• **Aim of the task**
Write the records below out in full, character for character, with no pictures.
Dataset Block Start
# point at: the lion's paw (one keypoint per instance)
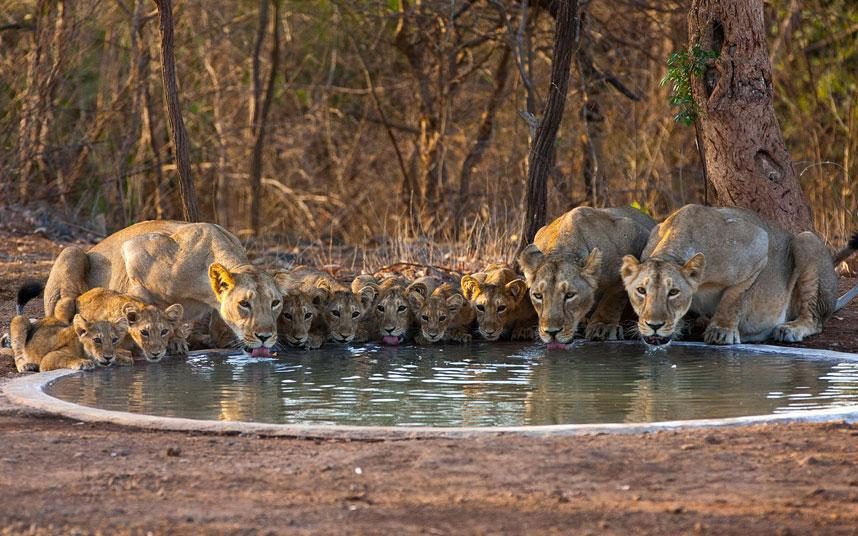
(719, 335)
(603, 332)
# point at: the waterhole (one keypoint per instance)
(476, 385)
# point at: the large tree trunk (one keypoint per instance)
(746, 158)
(541, 150)
(187, 192)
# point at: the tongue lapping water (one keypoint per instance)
(472, 385)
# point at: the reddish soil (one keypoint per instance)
(60, 476)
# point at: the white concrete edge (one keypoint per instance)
(29, 391)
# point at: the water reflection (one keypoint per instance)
(476, 385)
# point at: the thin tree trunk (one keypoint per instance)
(259, 144)
(746, 158)
(565, 43)
(187, 192)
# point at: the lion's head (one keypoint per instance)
(100, 339)
(250, 303)
(562, 290)
(151, 329)
(661, 292)
(435, 312)
(297, 316)
(495, 301)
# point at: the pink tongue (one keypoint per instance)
(391, 340)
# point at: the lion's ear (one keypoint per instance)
(529, 259)
(517, 288)
(629, 269)
(470, 287)
(174, 313)
(455, 303)
(592, 266)
(221, 280)
(130, 313)
(81, 326)
(693, 269)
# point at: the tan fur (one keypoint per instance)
(445, 315)
(151, 331)
(201, 266)
(754, 280)
(573, 265)
(498, 297)
(340, 309)
(51, 343)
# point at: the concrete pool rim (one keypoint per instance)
(29, 391)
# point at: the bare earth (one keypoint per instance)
(59, 476)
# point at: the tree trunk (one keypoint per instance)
(746, 157)
(187, 192)
(541, 150)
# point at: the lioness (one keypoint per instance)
(498, 297)
(753, 279)
(201, 266)
(574, 264)
(51, 343)
(151, 331)
(340, 308)
(445, 315)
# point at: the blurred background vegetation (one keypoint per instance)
(390, 118)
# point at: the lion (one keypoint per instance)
(573, 265)
(52, 343)
(498, 298)
(340, 309)
(201, 266)
(751, 279)
(151, 331)
(444, 315)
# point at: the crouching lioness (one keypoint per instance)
(200, 266)
(752, 279)
(573, 265)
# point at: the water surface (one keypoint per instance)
(499, 384)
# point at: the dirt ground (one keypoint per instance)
(61, 476)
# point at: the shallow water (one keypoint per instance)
(500, 384)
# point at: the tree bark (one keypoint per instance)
(187, 192)
(565, 43)
(746, 158)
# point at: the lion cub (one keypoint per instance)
(151, 331)
(498, 296)
(52, 343)
(444, 315)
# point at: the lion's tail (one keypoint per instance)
(27, 292)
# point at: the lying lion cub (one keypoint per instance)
(151, 331)
(754, 280)
(444, 315)
(51, 343)
(498, 296)
(574, 264)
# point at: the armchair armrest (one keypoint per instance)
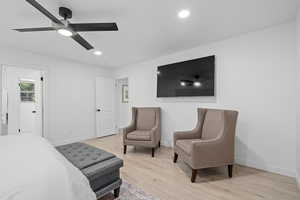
(128, 129)
(182, 135)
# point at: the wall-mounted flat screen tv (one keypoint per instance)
(187, 79)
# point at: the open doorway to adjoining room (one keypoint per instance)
(123, 113)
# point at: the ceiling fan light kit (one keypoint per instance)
(65, 28)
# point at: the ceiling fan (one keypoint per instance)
(64, 27)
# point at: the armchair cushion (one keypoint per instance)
(186, 145)
(139, 135)
(145, 119)
(213, 124)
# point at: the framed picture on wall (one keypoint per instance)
(125, 95)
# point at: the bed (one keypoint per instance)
(31, 169)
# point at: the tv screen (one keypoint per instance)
(189, 78)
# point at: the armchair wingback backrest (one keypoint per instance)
(219, 122)
(147, 118)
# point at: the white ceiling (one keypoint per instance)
(147, 28)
Dataset Block End
• **Answer space**
# point at: the lion's paw (one keypoint per instance)
(719, 335)
(603, 332)
# point at: the waterhole (one keypoint per instance)
(476, 385)
# point at: the large tree trunk (one keypoint per instance)
(746, 158)
(541, 150)
(187, 192)
# point at: the tongue lapping water (one keypoint per instance)
(472, 385)
# point at: the reddish soil (one keypoint per instance)
(60, 476)
# point at: the white concrete edge (one keypoint per instance)
(29, 391)
# point at: the water reflection (one keypoint per instance)
(476, 385)
# point at: the thin tree trunk (one keypoint per instance)
(259, 144)
(746, 158)
(565, 43)
(187, 192)
# point at: the lion's head (one keypoint per instance)
(100, 339)
(250, 303)
(562, 290)
(151, 329)
(661, 292)
(435, 312)
(297, 316)
(495, 301)
# point at: the pink tongue (one keypoint per instance)
(391, 340)
# point at: the lion's ear (one keypoint per instance)
(529, 259)
(517, 288)
(629, 269)
(470, 287)
(174, 313)
(455, 303)
(592, 266)
(221, 280)
(130, 313)
(81, 326)
(693, 269)
# point at: the tan fur (one keypoint per instance)
(445, 315)
(151, 331)
(201, 266)
(754, 280)
(573, 265)
(498, 297)
(340, 309)
(51, 343)
# point at: the concrete pool rim (one keypoint per instance)
(29, 391)
# point at: the bare earth (one keypoint per instance)
(59, 476)
# point at: the tree trunk (one keypoint per instance)
(746, 157)
(187, 192)
(541, 150)
# point at: the lioness (one keypoint per instance)
(498, 297)
(753, 279)
(201, 266)
(574, 264)
(51, 343)
(151, 331)
(340, 308)
(445, 315)
# point at: the blurred background vegetation (one keypoint per instance)
(390, 118)
# point at: the lion (one keypoint per instance)
(573, 265)
(52, 343)
(498, 298)
(340, 309)
(201, 266)
(751, 279)
(151, 331)
(444, 315)
# point at: the crouching lioness (one keypoint per instance)
(200, 266)
(752, 279)
(573, 265)
# point at: the water surface (one keypoint per instance)
(499, 384)
# point at: the dirt ground (one keypoint per instance)
(61, 476)
# point at: the shallow water (one keypoint per instance)
(500, 384)
# point at: the tree bark (one keypoint per instance)
(187, 192)
(565, 43)
(746, 158)
# point at: the lion cub (one keypoint per instance)
(151, 331)
(498, 296)
(52, 343)
(444, 315)
# point at: the lion's tail (one keypoint per instance)
(27, 292)
# point at: the lying lion cub (one keypoint per instance)
(151, 331)
(754, 280)
(444, 315)
(51, 343)
(498, 296)
(574, 264)
# point at: the armchair armrest (one keypoint per instance)
(128, 129)
(182, 135)
# point at: the wall-mounted flat screen tv (one keypoint per instance)
(187, 79)
# point at: the open doorway to adjoining room (one keypoint per instance)
(123, 113)
# point at: the ceiling fan light kit (one keypoint per instance)
(65, 28)
# point at: the ceiling fan (one keypoint per instance)
(64, 27)
# point at: the armchair cushion (one keypoint per instance)
(186, 145)
(139, 135)
(145, 119)
(213, 124)
# point at: the framed picture on wall (one keypoint per instance)
(125, 95)
# point at: the bed (one keypoint per instance)
(31, 169)
# point at: the tv screen (one keypoint per instance)
(189, 78)
# point at: the armchair wingback backrest (one keypoint per instance)
(219, 122)
(147, 118)
# point at: the white ceiling (one keypoint per instance)
(147, 28)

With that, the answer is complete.